■ **STORED DATA**:
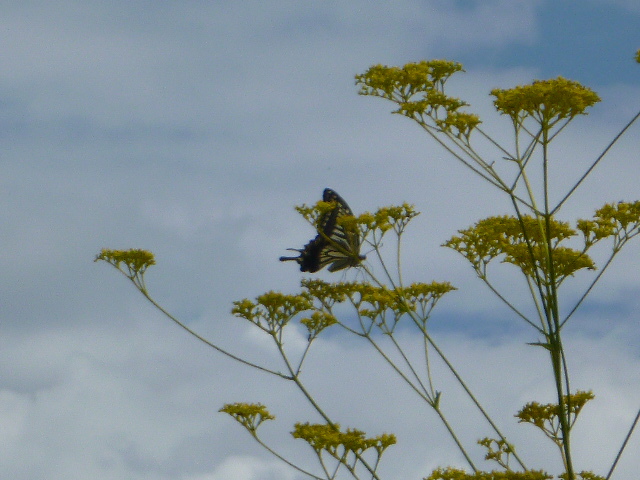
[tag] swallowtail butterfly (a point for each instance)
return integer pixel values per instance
(334, 245)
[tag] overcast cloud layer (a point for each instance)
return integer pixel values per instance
(191, 129)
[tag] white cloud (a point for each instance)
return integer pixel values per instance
(192, 130)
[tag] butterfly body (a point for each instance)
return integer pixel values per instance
(335, 246)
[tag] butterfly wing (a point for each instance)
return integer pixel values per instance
(334, 245)
(342, 249)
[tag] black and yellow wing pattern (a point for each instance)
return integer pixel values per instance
(335, 245)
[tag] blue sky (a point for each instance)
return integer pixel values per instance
(192, 129)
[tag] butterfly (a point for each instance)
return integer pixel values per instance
(335, 245)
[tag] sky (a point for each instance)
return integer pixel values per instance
(191, 129)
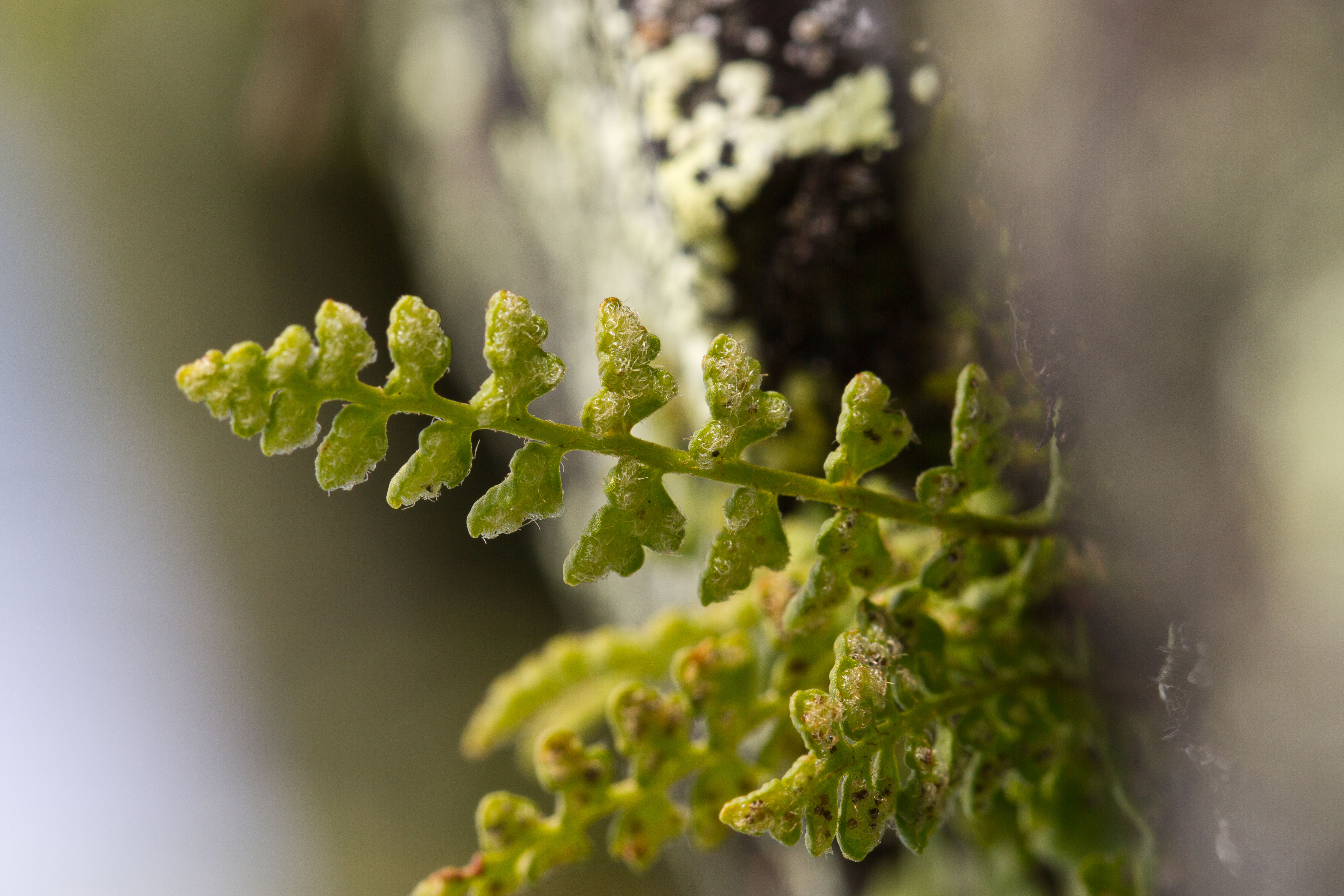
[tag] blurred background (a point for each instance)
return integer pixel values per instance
(217, 679)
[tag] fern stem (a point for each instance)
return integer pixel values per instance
(810, 488)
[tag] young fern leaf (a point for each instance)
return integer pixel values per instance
(752, 537)
(632, 389)
(652, 730)
(941, 695)
(869, 433)
(850, 555)
(740, 412)
(980, 448)
(421, 354)
(522, 371)
(354, 448)
(639, 514)
(531, 491)
(569, 661)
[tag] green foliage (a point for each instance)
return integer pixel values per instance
(740, 412)
(522, 370)
(850, 555)
(639, 514)
(632, 389)
(530, 492)
(752, 537)
(870, 433)
(980, 448)
(900, 671)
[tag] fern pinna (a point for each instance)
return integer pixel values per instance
(897, 670)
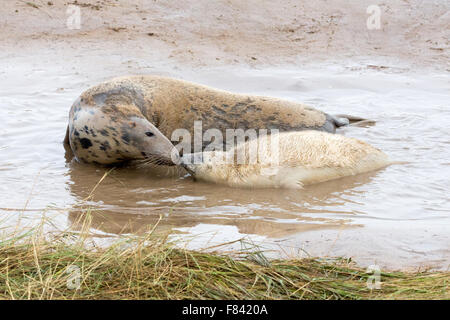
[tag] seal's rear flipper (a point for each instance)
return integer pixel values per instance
(354, 121)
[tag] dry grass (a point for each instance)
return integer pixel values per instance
(35, 267)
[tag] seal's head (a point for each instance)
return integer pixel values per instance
(145, 142)
(97, 137)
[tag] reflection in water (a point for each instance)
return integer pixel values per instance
(130, 200)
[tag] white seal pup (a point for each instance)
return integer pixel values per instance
(286, 160)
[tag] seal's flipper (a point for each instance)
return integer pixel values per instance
(340, 122)
(355, 121)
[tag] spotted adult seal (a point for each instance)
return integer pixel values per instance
(129, 118)
(301, 158)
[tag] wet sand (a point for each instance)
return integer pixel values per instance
(398, 217)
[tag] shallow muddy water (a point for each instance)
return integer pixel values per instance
(398, 217)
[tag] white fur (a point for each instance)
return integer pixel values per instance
(304, 158)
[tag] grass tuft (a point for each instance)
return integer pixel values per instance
(35, 267)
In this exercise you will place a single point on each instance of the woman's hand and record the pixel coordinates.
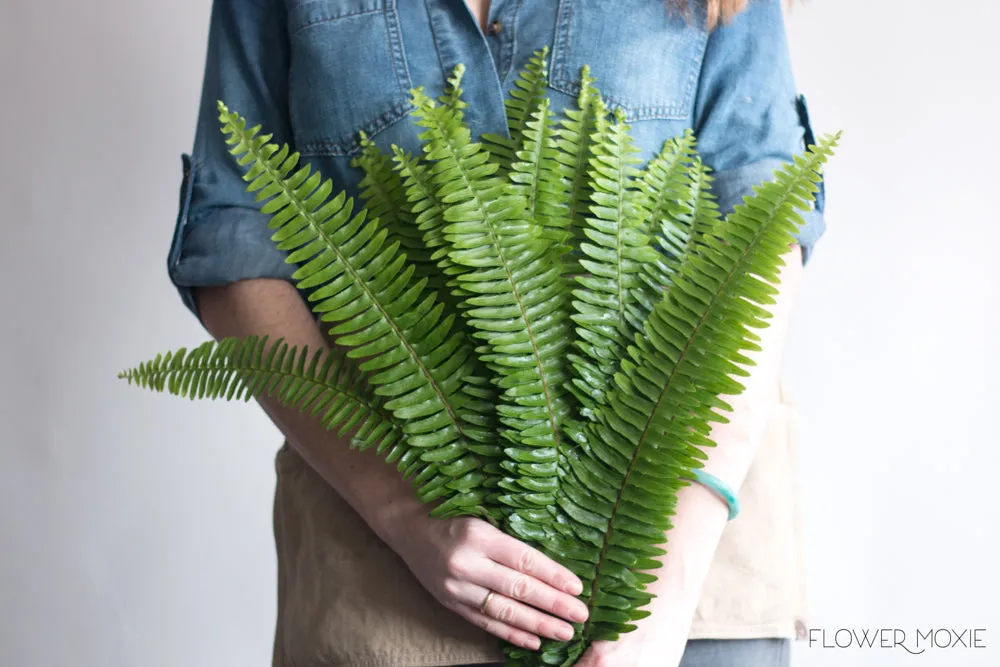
(461, 560)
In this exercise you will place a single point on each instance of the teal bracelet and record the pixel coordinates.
(720, 488)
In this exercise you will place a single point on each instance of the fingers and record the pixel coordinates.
(518, 556)
(527, 589)
(513, 613)
(497, 628)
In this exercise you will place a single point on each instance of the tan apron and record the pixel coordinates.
(346, 600)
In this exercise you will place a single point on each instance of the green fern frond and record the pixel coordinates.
(365, 285)
(538, 177)
(616, 256)
(424, 203)
(620, 486)
(575, 139)
(321, 385)
(385, 199)
(527, 95)
(516, 304)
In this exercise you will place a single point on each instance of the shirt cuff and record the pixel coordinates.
(220, 245)
(732, 185)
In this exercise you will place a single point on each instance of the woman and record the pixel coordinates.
(366, 578)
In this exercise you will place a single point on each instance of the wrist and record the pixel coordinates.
(398, 519)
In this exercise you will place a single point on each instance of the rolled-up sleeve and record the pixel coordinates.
(220, 236)
(749, 117)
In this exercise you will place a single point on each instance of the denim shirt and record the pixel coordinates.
(317, 72)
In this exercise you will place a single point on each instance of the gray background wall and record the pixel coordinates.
(136, 529)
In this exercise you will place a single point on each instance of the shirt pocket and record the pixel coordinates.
(347, 73)
(645, 57)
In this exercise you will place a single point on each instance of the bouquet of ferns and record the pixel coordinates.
(545, 328)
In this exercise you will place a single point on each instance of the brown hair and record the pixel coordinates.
(719, 11)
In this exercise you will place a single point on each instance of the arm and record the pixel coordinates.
(747, 124)
(235, 280)
(457, 560)
(660, 638)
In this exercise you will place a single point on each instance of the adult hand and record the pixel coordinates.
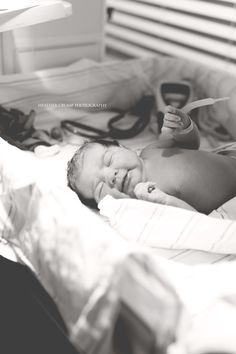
(176, 119)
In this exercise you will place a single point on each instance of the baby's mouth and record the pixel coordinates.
(124, 184)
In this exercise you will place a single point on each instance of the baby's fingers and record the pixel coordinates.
(172, 121)
(142, 190)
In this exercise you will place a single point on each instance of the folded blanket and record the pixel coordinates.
(156, 225)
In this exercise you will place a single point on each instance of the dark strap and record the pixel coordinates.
(142, 110)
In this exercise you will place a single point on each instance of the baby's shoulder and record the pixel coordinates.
(150, 150)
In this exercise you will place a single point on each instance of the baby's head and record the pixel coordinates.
(100, 168)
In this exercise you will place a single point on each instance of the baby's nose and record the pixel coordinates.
(112, 178)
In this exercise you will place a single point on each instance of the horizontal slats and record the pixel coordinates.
(176, 35)
(203, 31)
(196, 7)
(185, 21)
(161, 46)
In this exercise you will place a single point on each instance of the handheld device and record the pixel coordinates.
(175, 93)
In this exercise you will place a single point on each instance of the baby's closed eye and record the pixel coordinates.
(107, 158)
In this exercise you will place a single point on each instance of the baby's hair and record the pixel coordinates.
(75, 164)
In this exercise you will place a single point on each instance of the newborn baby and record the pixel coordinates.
(172, 171)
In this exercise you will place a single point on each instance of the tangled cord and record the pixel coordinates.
(17, 128)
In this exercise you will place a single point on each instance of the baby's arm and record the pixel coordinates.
(149, 192)
(179, 129)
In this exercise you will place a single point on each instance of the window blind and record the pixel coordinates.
(199, 30)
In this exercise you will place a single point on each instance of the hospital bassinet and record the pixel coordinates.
(83, 262)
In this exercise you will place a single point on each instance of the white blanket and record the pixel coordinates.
(156, 225)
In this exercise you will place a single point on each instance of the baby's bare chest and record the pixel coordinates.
(176, 170)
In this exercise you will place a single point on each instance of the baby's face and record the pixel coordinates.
(111, 171)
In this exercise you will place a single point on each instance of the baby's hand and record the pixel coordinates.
(175, 119)
(149, 192)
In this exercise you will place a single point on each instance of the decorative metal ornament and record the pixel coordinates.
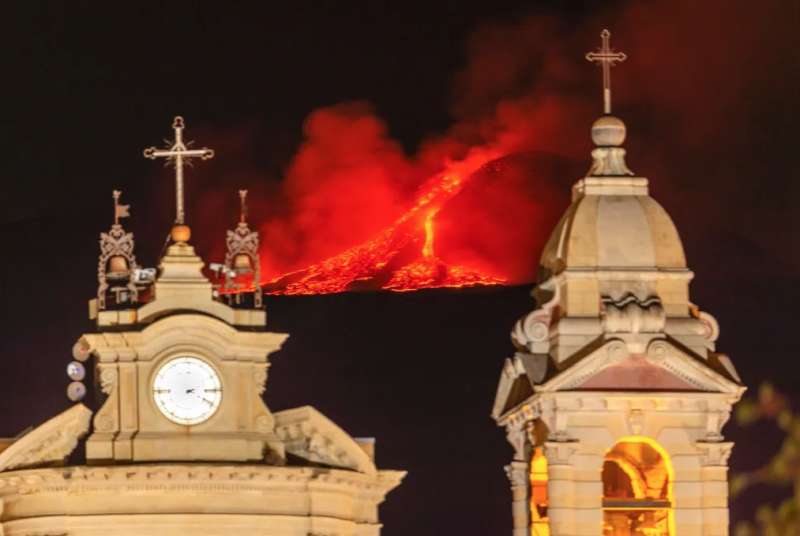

■ **EXERCISE PROMPT**: Pull out every line above that contains the string "woman". Case counts.

■ **TASK RESULT**:
In this exercise you will place a single point on each instance of the woman's hand and record the pixel coordinates.
In this exercise you will place a single point on each instance of the woman and record the pixel coordinates.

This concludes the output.